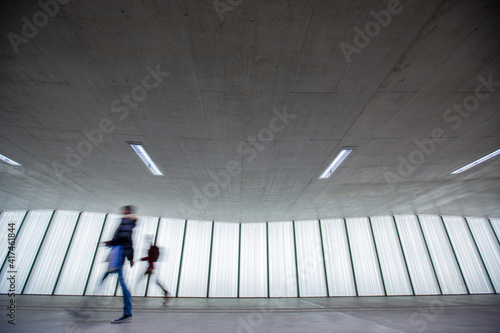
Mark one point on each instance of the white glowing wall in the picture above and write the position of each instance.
(61, 253)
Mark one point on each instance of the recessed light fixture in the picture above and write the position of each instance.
(344, 152)
(476, 162)
(8, 160)
(143, 154)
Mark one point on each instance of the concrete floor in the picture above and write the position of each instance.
(464, 313)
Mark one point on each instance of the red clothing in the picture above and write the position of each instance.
(153, 254)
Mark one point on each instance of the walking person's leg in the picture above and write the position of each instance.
(127, 301)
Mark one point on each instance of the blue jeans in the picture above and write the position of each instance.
(127, 298)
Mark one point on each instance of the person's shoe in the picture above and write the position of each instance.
(122, 319)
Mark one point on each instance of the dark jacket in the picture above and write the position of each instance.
(123, 236)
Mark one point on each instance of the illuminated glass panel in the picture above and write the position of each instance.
(417, 257)
(28, 241)
(337, 258)
(169, 241)
(495, 223)
(95, 287)
(282, 272)
(194, 273)
(392, 262)
(76, 268)
(468, 256)
(50, 258)
(364, 258)
(15, 218)
(488, 247)
(142, 237)
(445, 263)
(253, 269)
(310, 264)
(224, 269)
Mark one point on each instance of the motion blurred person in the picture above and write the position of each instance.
(153, 255)
(123, 238)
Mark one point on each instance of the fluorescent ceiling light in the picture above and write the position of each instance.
(476, 162)
(8, 160)
(336, 162)
(143, 154)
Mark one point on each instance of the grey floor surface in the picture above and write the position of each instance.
(464, 313)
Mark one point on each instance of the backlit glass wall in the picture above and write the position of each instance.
(62, 253)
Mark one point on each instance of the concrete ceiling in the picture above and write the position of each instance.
(261, 94)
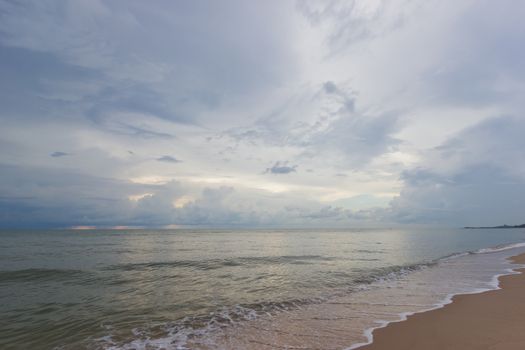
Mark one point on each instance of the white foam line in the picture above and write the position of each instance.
(495, 283)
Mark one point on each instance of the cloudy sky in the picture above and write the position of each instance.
(261, 113)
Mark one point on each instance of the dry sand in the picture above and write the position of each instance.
(492, 320)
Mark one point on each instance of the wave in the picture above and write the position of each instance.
(212, 264)
(199, 328)
(34, 274)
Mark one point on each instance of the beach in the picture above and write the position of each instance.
(279, 289)
(489, 320)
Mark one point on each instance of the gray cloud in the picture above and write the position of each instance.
(340, 87)
(476, 178)
(281, 168)
(168, 159)
(58, 154)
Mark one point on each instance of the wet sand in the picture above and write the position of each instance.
(491, 320)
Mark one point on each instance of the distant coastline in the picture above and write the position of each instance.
(502, 226)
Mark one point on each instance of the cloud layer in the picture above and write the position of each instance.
(334, 113)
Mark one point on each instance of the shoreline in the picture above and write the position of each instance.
(438, 327)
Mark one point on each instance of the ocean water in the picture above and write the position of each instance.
(240, 289)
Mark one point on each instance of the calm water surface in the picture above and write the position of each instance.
(178, 289)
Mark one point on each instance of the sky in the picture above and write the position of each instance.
(271, 113)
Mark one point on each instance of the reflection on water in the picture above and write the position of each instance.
(226, 289)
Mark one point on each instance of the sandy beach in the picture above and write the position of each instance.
(490, 320)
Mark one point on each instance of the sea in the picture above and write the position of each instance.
(234, 289)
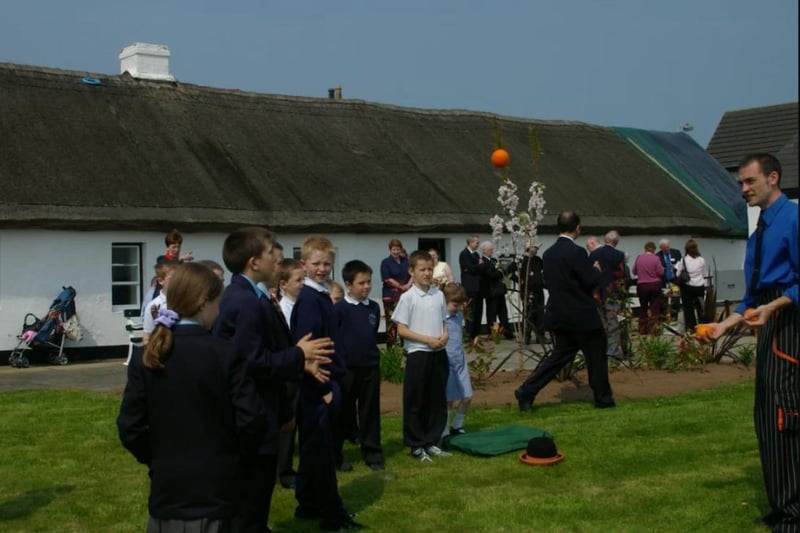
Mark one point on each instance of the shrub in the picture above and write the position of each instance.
(481, 360)
(656, 351)
(392, 364)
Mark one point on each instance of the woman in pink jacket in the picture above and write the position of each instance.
(648, 270)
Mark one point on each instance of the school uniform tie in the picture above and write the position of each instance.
(760, 225)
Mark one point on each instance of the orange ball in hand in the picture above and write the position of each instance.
(703, 330)
(500, 158)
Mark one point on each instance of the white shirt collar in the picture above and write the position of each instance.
(316, 286)
(353, 301)
(421, 292)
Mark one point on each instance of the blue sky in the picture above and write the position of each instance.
(639, 63)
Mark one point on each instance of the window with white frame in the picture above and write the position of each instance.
(126, 274)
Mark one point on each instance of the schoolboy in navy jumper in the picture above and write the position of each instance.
(420, 317)
(316, 485)
(357, 319)
(250, 319)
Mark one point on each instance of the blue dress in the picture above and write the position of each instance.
(458, 382)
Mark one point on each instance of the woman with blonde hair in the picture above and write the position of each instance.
(189, 412)
(692, 291)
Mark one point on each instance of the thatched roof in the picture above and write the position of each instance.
(759, 129)
(130, 153)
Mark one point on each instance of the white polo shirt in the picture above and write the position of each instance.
(423, 312)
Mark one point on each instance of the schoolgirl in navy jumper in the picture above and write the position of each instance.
(189, 411)
(316, 484)
(357, 319)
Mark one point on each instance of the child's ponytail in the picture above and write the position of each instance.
(160, 343)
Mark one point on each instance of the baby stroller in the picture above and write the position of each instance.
(60, 323)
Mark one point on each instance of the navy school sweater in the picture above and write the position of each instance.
(358, 330)
(313, 313)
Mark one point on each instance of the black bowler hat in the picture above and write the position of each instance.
(541, 451)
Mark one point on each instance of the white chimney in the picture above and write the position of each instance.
(146, 61)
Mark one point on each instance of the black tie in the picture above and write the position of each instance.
(757, 258)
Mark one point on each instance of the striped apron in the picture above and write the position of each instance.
(777, 409)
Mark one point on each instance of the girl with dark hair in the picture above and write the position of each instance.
(189, 412)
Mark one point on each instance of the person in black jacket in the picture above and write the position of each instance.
(189, 412)
(572, 316)
(471, 267)
(531, 288)
(493, 290)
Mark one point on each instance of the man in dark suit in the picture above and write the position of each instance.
(670, 258)
(470, 264)
(572, 316)
(611, 290)
(531, 288)
(493, 290)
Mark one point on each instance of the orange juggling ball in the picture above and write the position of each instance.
(703, 330)
(500, 158)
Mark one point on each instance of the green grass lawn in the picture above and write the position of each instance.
(684, 463)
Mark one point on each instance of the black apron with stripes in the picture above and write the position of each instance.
(777, 408)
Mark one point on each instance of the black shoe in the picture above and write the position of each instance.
(525, 405)
(345, 524)
(769, 520)
(605, 405)
(305, 513)
(345, 467)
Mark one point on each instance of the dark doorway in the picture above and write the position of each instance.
(439, 244)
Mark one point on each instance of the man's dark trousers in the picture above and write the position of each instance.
(566, 345)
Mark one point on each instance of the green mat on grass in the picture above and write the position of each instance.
(495, 441)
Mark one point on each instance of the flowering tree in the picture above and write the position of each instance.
(520, 224)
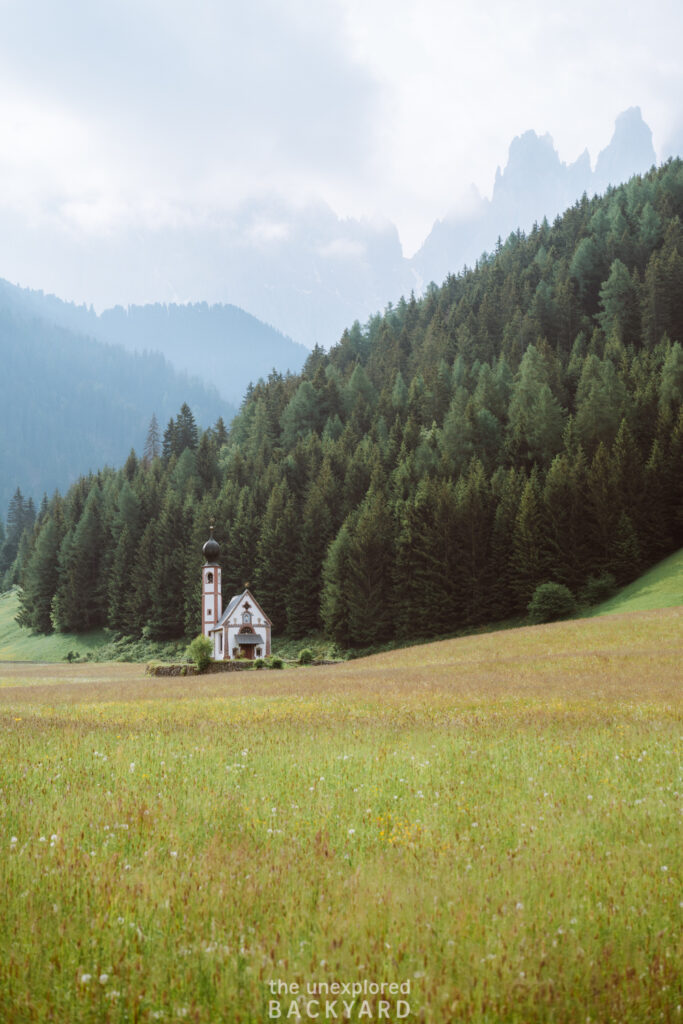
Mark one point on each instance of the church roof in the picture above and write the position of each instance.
(232, 604)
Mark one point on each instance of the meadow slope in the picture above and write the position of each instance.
(492, 823)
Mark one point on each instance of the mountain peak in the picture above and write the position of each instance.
(630, 151)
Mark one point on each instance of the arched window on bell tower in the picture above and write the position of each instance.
(211, 590)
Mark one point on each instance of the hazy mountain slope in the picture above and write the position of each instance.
(70, 404)
(223, 345)
(300, 266)
(535, 183)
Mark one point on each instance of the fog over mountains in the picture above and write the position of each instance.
(303, 269)
(535, 183)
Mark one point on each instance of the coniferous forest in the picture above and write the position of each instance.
(522, 423)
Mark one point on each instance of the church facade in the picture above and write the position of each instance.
(243, 629)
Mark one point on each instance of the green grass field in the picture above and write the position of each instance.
(660, 587)
(20, 645)
(492, 823)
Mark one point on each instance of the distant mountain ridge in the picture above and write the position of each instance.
(301, 267)
(222, 345)
(535, 183)
(70, 403)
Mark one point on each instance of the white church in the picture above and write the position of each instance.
(243, 630)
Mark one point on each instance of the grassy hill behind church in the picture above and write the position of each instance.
(662, 587)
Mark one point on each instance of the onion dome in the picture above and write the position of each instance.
(211, 549)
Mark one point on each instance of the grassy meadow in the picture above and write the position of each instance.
(660, 587)
(492, 823)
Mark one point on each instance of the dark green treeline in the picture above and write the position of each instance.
(520, 424)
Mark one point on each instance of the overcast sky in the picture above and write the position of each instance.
(135, 113)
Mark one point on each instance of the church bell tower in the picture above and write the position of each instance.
(212, 601)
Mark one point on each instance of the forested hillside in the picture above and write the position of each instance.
(521, 423)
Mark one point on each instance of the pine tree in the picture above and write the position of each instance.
(152, 448)
(41, 577)
(528, 561)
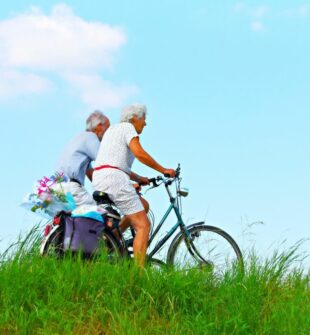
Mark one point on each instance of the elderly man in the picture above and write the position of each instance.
(112, 173)
(75, 161)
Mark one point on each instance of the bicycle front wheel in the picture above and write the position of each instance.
(206, 247)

STATED PROBLEM
Leave the pictures out. Extract exactly the lines running from the one with "Mark one point on each instance of the grassy meadow" through the last entry, both ends included.

FINISHED EXERCISE
Mark one point on each instance of the grassy meadow in the picture above and write the position of each instance.
(660, 587)
(492, 823)
Mark one point on each instance of the dark green treeline in the picture above and write the position of each instance.
(520, 424)
Mark one point on each instance of the overcast sky in the picture above and write the position of each instance.
(135, 113)
Mark one point on each instance of the church bell tower in the picture above and write the position of each instance.
(212, 601)
Mark one point on each instance of the forested hillside in the picture above and write the position of each instance.
(521, 423)
Mark one point on each instance of the pine tree in the picture above and write the position of each instance.
(152, 448)
(41, 577)
(528, 561)
Mark one point on each instance of the elderly man in the picture above and write the position of each instance.
(112, 173)
(75, 161)
Mark one point on each instance of the bicycle front wheel in the picture above and write the position of each instance.
(206, 247)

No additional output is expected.